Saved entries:
....
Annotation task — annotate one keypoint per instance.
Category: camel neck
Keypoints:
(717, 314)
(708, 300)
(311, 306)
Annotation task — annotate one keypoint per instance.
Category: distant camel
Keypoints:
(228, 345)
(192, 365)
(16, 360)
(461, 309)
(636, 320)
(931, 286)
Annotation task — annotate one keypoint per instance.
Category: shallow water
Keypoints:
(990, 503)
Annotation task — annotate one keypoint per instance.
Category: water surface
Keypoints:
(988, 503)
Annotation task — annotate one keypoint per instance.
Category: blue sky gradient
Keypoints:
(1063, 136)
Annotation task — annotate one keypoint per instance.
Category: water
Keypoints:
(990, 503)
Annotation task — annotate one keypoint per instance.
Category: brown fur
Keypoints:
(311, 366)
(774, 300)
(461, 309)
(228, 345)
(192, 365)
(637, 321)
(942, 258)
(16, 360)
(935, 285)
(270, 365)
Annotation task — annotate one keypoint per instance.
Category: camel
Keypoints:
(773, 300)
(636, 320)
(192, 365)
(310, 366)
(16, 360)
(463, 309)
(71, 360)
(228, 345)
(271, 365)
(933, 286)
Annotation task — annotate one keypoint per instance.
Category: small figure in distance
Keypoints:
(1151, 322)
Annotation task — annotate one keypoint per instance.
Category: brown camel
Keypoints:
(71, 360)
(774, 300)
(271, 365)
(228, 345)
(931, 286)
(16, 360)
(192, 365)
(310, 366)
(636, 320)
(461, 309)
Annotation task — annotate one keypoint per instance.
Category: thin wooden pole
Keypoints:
....
** WORK REQUIRED **
Every line from the one containing "Category: brown camel" to the close of the records must be reproduced exactly. Include both ends and nothing more.

** RESPONSE FOR THIS EXERCISE **
Category: brown camel
Keypoints:
(71, 360)
(774, 300)
(271, 365)
(228, 345)
(931, 286)
(16, 360)
(192, 365)
(310, 366)
(636, 320)
(461, 309)
Annotation task — annotate one keypoint per instance.
Category: thin wooden pole
Keypoints:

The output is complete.